**INPUT DATA**
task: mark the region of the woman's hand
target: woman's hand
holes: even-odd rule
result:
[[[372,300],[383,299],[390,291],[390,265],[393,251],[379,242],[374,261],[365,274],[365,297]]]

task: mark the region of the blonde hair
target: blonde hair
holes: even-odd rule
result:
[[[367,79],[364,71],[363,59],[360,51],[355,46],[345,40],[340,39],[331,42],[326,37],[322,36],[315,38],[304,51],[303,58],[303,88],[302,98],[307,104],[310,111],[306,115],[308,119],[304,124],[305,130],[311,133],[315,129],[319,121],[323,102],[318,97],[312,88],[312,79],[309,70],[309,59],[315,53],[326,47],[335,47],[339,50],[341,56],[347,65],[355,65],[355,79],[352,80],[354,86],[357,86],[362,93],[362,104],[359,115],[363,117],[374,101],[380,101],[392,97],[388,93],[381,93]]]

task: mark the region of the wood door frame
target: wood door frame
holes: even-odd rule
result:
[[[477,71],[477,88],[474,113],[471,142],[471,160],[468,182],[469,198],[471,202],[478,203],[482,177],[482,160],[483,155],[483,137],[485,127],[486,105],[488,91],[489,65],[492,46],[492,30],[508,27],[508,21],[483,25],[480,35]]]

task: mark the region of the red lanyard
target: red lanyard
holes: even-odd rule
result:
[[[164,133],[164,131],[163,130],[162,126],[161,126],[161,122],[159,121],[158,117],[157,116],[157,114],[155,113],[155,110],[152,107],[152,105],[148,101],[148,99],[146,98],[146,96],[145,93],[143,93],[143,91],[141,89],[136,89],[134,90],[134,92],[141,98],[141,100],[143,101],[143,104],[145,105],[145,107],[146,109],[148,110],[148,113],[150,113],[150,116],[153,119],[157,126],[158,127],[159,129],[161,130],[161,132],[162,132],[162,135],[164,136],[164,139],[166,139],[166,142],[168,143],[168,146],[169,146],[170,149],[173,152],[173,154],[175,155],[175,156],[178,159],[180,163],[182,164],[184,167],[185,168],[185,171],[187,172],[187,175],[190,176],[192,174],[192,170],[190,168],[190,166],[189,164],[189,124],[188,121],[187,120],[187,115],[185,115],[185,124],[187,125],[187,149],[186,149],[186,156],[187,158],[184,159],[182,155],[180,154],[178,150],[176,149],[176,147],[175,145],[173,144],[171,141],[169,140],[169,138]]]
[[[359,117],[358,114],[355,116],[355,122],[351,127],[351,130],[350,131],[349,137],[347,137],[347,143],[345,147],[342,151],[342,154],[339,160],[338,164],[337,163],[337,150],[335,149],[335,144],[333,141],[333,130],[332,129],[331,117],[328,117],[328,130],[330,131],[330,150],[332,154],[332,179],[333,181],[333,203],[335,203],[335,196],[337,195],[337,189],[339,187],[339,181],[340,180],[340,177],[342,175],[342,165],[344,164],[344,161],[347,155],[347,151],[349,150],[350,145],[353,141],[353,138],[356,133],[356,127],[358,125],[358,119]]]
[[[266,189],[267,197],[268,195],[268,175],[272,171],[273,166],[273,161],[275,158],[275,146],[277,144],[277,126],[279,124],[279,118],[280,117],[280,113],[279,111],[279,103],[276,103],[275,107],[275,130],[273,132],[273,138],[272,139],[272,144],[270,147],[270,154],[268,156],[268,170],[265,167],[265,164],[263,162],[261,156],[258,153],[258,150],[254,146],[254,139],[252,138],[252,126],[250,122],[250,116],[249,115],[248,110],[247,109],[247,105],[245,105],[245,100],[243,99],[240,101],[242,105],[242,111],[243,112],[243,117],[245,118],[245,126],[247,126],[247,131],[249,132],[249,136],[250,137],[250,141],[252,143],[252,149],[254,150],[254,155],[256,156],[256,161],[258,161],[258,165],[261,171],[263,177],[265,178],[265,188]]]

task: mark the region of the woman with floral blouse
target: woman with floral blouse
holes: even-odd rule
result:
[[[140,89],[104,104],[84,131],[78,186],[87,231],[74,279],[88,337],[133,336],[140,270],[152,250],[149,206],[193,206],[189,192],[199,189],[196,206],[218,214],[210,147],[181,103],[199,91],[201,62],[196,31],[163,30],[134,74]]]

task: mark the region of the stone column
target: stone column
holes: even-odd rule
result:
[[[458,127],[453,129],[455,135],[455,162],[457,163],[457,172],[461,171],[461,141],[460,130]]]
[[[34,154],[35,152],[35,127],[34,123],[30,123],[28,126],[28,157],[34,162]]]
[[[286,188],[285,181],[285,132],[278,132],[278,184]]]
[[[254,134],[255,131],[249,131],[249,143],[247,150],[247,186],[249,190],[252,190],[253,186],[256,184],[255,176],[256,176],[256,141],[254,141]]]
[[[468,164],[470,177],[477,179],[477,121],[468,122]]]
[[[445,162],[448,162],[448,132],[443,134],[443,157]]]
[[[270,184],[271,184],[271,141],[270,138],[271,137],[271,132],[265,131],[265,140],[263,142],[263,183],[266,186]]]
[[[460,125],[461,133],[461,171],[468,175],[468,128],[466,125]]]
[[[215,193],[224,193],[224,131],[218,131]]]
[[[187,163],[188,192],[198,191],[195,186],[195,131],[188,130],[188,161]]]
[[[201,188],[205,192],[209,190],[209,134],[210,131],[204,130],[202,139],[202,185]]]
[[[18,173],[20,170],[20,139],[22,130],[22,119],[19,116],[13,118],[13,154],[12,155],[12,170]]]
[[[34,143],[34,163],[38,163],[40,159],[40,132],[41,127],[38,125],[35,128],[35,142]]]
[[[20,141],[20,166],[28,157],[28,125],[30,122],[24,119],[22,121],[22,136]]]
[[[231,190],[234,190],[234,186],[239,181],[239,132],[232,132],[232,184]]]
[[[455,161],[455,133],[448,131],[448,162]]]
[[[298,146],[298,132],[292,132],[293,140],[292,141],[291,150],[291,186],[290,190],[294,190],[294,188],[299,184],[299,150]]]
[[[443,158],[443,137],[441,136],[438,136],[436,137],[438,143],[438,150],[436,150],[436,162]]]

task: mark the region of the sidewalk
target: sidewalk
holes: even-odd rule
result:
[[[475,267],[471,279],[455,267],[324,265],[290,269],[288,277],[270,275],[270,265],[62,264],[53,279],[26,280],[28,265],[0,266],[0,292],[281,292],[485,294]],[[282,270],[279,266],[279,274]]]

**AIM OF THE TASK**
Report every line of the material above that contains the string "woman", matching case exactly.

**SOLUTION FOR THIS EXERCISE**
task: mark the region of the woman's hand
target: woman's hand
task: mark the region of the woman with floral blouse
target: woman with floral blouse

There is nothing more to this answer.